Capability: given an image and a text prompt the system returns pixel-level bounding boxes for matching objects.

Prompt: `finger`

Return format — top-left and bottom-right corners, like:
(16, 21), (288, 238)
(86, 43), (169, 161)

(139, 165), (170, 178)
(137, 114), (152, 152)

[WHAT YOU ARE ASKED TO DO]
Return the entries above exactly as they appear.

[RESULT BELOW]
Capability: given an image and a text prompt the system returns pixel-level bounding boxes for matching objects.

Prompt: `finger`

Return format — top-left and bottom-right corners, like:
(16, 21), (288, 238)
(86, 43), (169, 161)

(139, 165), (170, 178)
(137, 114), (152, 152)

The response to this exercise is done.